**Record excerpts**
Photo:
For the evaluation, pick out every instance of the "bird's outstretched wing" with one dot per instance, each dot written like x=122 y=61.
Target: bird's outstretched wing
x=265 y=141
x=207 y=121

**Aim of the exercise**
Please rewrite the rows above with "outstretched" replaced by "spread" wherever it occurs, changing nothing else.

**Output of the exercise**
Photo:
For the evaluation, pick out every instance of the "bird's spread wing" with one dot per instance, each dot written like x=122 y=61.
Target: bird's spread wing
x=265 y=141
x=207 y=121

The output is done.